INSTRUCTIONS TO FOLLOW: Return every line of the material below verbatim, in the same order, with no changes.
----------------
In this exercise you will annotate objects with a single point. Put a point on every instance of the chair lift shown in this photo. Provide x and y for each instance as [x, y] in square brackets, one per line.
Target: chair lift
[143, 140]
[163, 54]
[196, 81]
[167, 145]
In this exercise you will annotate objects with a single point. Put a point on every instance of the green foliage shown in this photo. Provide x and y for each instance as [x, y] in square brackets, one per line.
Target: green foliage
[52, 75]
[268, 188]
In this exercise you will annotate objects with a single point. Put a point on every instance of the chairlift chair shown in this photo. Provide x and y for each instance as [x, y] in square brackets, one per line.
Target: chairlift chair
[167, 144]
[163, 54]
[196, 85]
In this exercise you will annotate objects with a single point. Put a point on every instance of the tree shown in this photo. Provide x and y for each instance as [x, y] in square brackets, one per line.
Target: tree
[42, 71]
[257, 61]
----------------
SOLVED EXERCISE:
In this exercise you will annotate objects with a single point. Put a point on every instance of the chair lift shown in this photo. Provide x and y for each instance as [x, y] in square brackets, one per line.
Target: chair lift
[143, 140]
[163, 54]
[196, 81]
[167, 145]
In this exercise you will annotate objects with a single point. Put a point on every instance of the green foliage shown in this photo. Provide x and y for each instance as [x, y] in square brackets, one per line.
Target: green foliage
[52, 75]
[268, 188]
In this exercise you will annotate objects with a single point. Put a point on every instance of the chairlift chair shown in this photo. Provide x and y for each instance as [x, y] in square brackets, one per line.
Target: chairlift chair
[167, 144]
[163, 54]
[196, 85]
In this exercise you will annotate objects with a single point. Put a point on every instance of the tree shown in this photo. Provide x and y for each instance as [x, y] in square brackets, one per line.
Target: tree
[42, 71]
[257, 61]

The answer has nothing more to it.